- Required work
Rewrite the material from the line that has "Teacher note: locate the yellow" through the end, keeping every line, and move each answer by adding 118 to both of its coordinates. Leave all other numbers unchanged.

┌──

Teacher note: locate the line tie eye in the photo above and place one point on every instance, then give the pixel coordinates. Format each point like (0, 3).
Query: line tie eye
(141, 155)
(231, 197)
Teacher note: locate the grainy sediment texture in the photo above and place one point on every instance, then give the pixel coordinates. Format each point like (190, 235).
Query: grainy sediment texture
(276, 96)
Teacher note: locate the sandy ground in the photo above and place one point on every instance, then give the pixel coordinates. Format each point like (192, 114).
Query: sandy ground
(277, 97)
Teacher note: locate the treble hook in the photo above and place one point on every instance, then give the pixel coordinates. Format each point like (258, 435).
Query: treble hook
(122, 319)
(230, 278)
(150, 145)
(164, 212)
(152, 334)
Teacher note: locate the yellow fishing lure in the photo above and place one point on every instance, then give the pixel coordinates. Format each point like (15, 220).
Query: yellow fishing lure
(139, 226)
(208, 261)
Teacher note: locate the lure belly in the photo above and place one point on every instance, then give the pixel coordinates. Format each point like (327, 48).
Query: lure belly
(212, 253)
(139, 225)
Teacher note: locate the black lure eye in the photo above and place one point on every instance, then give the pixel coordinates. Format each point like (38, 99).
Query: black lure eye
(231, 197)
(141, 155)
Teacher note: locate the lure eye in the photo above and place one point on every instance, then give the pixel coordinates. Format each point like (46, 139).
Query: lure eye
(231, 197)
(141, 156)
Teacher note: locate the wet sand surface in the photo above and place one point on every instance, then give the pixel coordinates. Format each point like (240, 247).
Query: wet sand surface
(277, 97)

└──

- Answer for the task
Teacher note: locate the yellow fishing lure in the photo above and place one point on every instance, then give the pixel coordinates. Format each point like (15, 220).
Query: yellow fishing lure
(257, 344)
(326, 379)
Teacher note: locate the lure belly in the photo above and place one point on every instance, then give the pixel coordinates. Format each point like (327, 48).
Query: lure belly
(330, 371)
(257, 343)
Teacher note: locate the black lure eye in the photo above and place one point on every instance, then give the pixel coordinates. Format each point like (38, 99).
Query: black lure eye
(349, 315)
(259, 273)
Teacher note: locate the lure eye in the photo above and place one point on every instance, then give the pixel coordinates. Format each point like (46, 139).
Query: lure eye
(349, 315)
(259, 274)
Teacher note: locate the wet sand surface in the photo above and place one point on every instance, then give the pixel coordinates. Format each point like (240, 247).
Query: wet sand surface
(395, 215)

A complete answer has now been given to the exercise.